*Exercise*: Output every line of the entries from the line containing "Shelf-audit tool: tag the overcast" through the last, exactly, with no other content.

▼

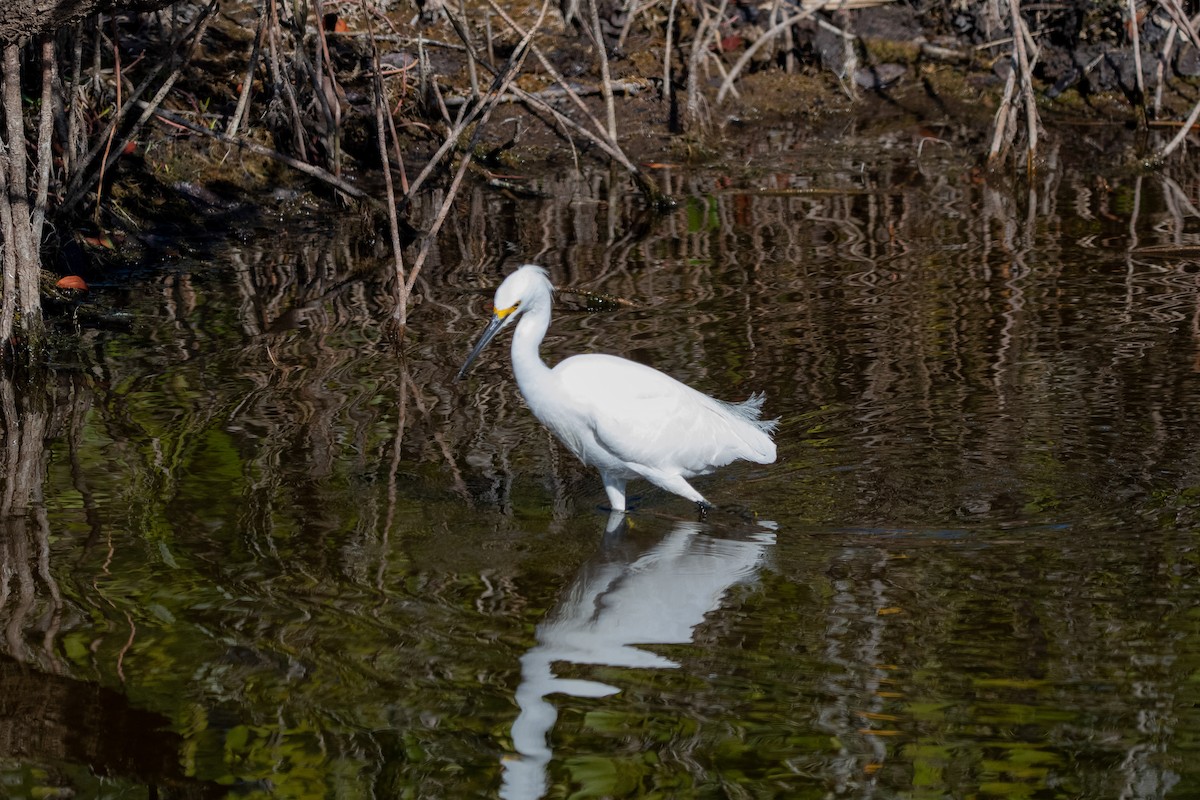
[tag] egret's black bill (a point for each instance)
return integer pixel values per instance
(490, 332)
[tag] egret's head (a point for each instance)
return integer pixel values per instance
(527, 288)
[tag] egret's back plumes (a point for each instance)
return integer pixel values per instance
(623, 417)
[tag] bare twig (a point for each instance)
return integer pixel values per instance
(775, 30)
(112, 130)
(382, 130)
(600, 138)
(501, 84)
(1177, 139)
(1002, 136)
(45, 134)
(78, 187)
(666, 52)
(312, 170)
(247, 82)
(605, 78)
(1135, 36)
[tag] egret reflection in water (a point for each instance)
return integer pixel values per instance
(622, 599)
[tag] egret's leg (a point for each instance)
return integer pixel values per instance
(616, 489)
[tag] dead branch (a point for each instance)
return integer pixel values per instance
(312, 170)
(739, 65)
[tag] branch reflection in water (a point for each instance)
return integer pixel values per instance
(623, 597)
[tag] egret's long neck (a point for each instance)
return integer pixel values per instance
(527, 364)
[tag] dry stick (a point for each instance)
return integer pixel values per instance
(699, 46)
(611, 146)
(471, 52)
(502, 77)
(1182, 134)
(739, 65)
(635, 8)
(645, 185)
(7, 254)
(21, 241)
(550, 68)
(484, 112)
(666, 53)
(382, 137)
(45, 133)
(1176, 13)
(1023, 66)
(75, 113)
(281, 80)
(605, 78)
(76, 188)
(253, 146)
(247, 82)
(1003, 133)
(1137, 55)
(1164, 58)
(112, 130)
(329, 91)
(76, 194)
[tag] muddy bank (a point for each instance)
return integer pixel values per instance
(202, 116)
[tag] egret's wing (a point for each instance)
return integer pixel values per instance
(643, 416)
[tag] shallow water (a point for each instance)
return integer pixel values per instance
(253, 552)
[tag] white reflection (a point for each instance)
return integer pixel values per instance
(621, 599)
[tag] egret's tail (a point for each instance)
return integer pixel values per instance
(759, 431)
(751, 410)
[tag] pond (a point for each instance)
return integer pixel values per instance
(253, 551)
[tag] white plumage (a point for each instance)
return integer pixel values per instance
(623, 417)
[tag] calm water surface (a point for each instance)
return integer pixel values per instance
(253, 552)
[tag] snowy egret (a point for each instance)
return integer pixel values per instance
(625, 419)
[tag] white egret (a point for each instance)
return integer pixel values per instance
(625, 419)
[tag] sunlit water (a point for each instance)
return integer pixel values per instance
(256, 552)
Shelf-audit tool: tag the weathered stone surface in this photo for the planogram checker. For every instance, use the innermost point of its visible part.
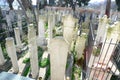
(17, 37)
(2, 60)
(11, 50)
(58, 50)
(33, 50)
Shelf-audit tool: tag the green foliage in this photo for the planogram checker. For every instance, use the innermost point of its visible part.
(26, 60)
(40, 52)
(118, 4)
(5, 53)
(46, 26)
(109, 31)
(96, 51)
(79, 2)
(47, 73)
(76, 70)
(26, 71)
(44, 62)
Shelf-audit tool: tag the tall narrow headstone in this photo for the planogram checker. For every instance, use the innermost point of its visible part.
(50, 28)
(9, 22)
(69, 28)
(2, 60)
(33, 50)
(58, 49)
(41, 31)
(17, 37)
(11, 50)
(101, 31)
(19, 22)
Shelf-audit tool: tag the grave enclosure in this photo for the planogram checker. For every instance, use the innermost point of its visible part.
(61, 45)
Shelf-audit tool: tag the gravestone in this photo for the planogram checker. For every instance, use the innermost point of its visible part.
(69, 28)
(11, 50)
(17, 37)
(19, 22)
(2, 60)
(32, 43)
(58, 49)
(41, 31)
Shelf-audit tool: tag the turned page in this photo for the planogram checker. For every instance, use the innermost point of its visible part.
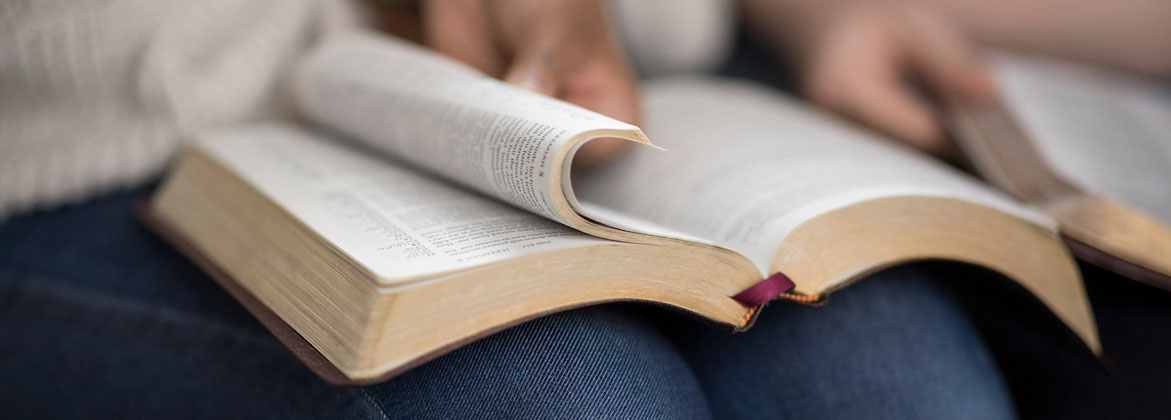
(1106, 132)
(745, 165)
(398, 224)
(447, 118)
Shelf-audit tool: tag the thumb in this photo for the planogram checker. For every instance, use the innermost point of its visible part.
(536, 69)
(946, 61)
(460, 29)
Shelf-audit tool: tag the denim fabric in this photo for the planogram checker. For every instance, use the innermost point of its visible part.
(101, 319)
(895, 345)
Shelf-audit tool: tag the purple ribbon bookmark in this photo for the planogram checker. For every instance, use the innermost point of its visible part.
(765, 290)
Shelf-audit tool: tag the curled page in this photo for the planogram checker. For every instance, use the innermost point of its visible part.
(450, 119)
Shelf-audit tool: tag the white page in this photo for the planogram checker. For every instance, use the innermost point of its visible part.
(745, 166)
(397, 222)
(444, 116)
(1106, 132)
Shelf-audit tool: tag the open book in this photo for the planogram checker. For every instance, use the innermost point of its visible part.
(423, 205)
(1089, 147)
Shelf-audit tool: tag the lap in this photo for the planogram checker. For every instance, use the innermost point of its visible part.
(104, 316)
(892, 345)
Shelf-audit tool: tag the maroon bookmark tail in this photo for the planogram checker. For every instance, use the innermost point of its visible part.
(765, 290)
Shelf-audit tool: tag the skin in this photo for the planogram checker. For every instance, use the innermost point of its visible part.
(561, 48)
(882, 62)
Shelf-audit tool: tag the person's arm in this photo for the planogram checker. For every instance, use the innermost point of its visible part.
(867, 59)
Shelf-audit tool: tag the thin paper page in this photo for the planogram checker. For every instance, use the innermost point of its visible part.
(1104, 132)
(745, 166)
(397, 222)
(443, 116)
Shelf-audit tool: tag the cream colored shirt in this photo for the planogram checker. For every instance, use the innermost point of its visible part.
(97, 95)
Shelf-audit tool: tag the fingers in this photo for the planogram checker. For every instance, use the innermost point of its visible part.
(461, 29)
(940, 55)
(536, 68)
(858, 73)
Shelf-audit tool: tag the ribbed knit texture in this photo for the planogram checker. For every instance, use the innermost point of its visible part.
(100, 94)
(97, 95)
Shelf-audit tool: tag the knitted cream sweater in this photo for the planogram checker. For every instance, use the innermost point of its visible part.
(100, 94)
(97, 94)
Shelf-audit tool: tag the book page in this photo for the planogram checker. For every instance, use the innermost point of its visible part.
(1104, 132)
(397, 222)
(447, 118)
(745, 165)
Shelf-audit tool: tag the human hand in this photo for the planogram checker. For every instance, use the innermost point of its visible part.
(881, 63)
(561, 48)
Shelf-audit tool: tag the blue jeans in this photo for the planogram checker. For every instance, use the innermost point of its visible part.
(101, 319)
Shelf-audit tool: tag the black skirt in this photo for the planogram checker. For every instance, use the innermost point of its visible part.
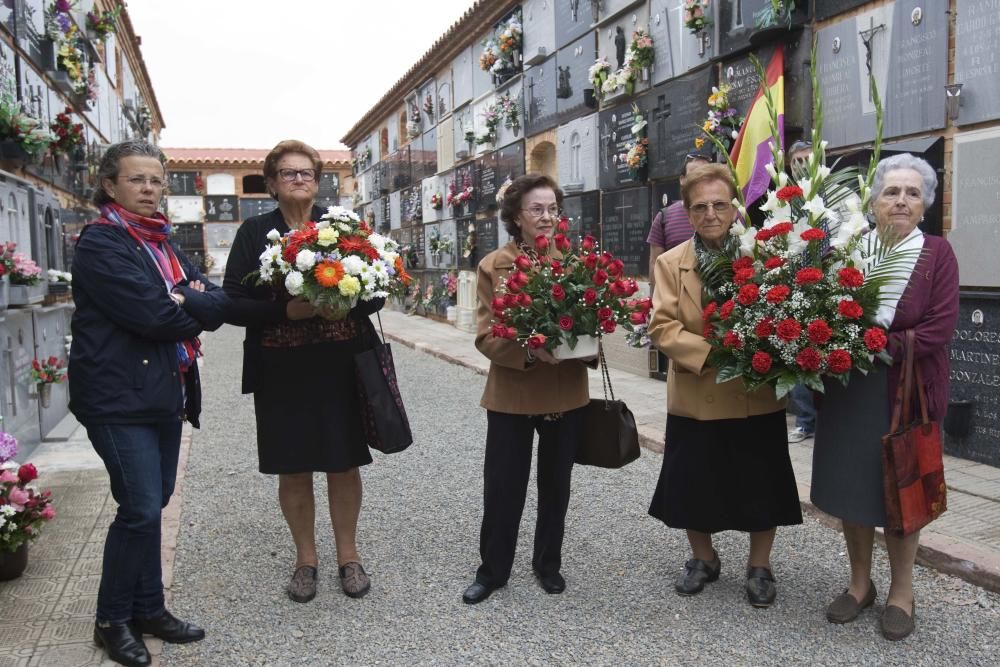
(727, 474)
(308, 409)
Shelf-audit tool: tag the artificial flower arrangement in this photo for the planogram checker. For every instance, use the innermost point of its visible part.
(636, 154)
(723, 120)
(795, 300)
(68, 134)
(598, 75)
(24, 270)
(550, 300)
(23, 508)
(440, 245)
(334, 263)
(696, 15)
(103, 23)
(456, 198)
(48, 371)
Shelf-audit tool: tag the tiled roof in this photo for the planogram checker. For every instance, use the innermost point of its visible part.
(246, 156)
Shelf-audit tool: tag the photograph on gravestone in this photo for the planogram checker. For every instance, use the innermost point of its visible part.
(539, 30)
(576, 154)
(972, 425)
(572, 78)
(540, 90)
(486, 182)
(614, 139)
(573, 19)
(625, 225)
(676, 49)
(977, 63)
(975, 206)
(221, 208)
(743, 23)
(584, 214)
(250, 207)
(829, 8)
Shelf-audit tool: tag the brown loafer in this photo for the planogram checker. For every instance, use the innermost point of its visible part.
(354, 580)
(896, 623)
(845, 608)
(302, 587)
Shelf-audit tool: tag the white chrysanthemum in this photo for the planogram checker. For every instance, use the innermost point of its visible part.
(352, 264)
(293, 283)
(349, 286)
(305, 260)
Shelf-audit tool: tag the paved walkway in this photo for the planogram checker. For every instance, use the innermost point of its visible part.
(964, 541)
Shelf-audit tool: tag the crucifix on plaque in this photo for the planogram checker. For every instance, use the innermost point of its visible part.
(867, 37)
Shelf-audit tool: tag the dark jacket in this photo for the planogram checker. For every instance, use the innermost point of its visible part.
(256, 306)
(123, 364)
(929, 306)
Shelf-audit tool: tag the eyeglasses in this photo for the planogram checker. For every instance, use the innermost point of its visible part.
(538, 211)
(718, 206)
(139, 181)
(289, 175)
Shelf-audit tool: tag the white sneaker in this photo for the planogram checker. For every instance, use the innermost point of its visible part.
(798, 434)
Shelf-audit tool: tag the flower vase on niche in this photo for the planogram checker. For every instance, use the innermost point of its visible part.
(13, 563)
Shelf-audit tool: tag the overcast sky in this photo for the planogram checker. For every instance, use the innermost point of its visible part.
(249, 73)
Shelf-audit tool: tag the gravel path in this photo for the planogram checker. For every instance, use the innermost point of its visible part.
(419, 538)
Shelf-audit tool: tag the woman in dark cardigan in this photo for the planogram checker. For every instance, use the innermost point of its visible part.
(847, 467)
(300, 368)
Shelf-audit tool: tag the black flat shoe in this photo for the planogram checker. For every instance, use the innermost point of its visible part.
(552, 584)
(476, 593)
(697, 573)
(761, 590)
(169, 628)
(122, 645)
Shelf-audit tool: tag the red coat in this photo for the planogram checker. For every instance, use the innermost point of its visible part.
(929, 306)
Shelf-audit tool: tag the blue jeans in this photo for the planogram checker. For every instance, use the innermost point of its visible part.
(142, 462)
(805, 413)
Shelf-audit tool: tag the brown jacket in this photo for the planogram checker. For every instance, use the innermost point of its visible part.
(676, 330)
(513, 386)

▲

*Result for this exercise*:
Shelf-audit tool: tag the overcast sky in this photo for the planogram checker. For every instance, use the innermost point of its visible part.
(249, 73)
Shelf-audit tool: tag the gravel path in this photo for the planogram checker. For every instance, use the innermost point of its visible part.
(419, 538)
Shelf-audit tool: tag the woman in dark cardigan in this photo for the planogram checker. For every instance, use the innermost point of its visible part.
(847, 467)
(300, 368)
Shelf-audit tool: tag the black flat shoe in this photo for the planogram checker. For every instance, use the innermost point of its visible part.
(552, 584)
(476, 593)
(697, 573)
(761, 590)
(169, 628)
(122, 645)
Shelf-audit tool: tag the red coat in this photo for the planogram checker. For every instance, use the innermost point of its visible part.
(929, 306)
Shelf-audit tool: tag the blue jeans in this photo for the planogram checker. For every instance, use the innermost point of its visible part.
(142, 462)
(805, 413)
Shelf-audit tool: tag the brown jacket in this photo for the planogram checker. For every instance, use the innermost point of its visible part.
(676, 330)
(513, 386)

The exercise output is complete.